Where a line in the material below has the string "white", please report it.

-------------------------

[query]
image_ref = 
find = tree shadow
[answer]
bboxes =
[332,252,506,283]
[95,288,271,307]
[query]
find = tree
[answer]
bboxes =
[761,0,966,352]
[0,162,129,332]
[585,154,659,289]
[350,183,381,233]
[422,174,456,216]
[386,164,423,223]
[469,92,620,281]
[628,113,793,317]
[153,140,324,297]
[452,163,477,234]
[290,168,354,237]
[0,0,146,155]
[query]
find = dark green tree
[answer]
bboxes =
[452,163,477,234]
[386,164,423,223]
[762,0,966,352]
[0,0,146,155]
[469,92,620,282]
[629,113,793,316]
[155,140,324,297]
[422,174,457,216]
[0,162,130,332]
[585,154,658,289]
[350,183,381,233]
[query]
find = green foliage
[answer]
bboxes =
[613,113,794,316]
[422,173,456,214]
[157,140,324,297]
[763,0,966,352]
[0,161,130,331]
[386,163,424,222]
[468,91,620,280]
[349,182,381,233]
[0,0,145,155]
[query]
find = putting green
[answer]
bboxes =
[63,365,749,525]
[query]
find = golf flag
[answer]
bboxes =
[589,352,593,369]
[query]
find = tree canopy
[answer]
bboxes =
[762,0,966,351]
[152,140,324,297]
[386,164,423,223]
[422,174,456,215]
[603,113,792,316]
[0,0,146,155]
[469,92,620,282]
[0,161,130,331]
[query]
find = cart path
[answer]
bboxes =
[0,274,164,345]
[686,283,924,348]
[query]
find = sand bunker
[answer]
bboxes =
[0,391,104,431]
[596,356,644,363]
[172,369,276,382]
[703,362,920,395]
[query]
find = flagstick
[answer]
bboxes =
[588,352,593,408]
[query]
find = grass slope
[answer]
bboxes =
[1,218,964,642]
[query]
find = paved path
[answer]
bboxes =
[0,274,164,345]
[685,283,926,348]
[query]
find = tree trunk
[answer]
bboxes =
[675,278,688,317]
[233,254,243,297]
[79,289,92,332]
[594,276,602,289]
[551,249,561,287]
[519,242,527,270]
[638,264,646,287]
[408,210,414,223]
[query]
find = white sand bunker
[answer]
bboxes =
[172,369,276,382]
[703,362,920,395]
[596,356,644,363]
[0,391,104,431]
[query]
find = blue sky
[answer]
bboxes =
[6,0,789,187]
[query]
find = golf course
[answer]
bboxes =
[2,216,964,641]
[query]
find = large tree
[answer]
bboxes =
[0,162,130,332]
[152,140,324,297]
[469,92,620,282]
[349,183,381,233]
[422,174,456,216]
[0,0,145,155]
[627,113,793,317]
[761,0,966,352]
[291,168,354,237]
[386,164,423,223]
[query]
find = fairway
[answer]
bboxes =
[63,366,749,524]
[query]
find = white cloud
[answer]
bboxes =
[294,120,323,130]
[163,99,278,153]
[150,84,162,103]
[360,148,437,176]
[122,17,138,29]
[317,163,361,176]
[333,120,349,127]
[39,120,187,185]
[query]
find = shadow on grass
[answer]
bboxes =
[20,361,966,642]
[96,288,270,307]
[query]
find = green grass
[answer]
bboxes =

-------------------------

§ **YOUR RESPONSE**:
find = white sand bunker
find = white cloud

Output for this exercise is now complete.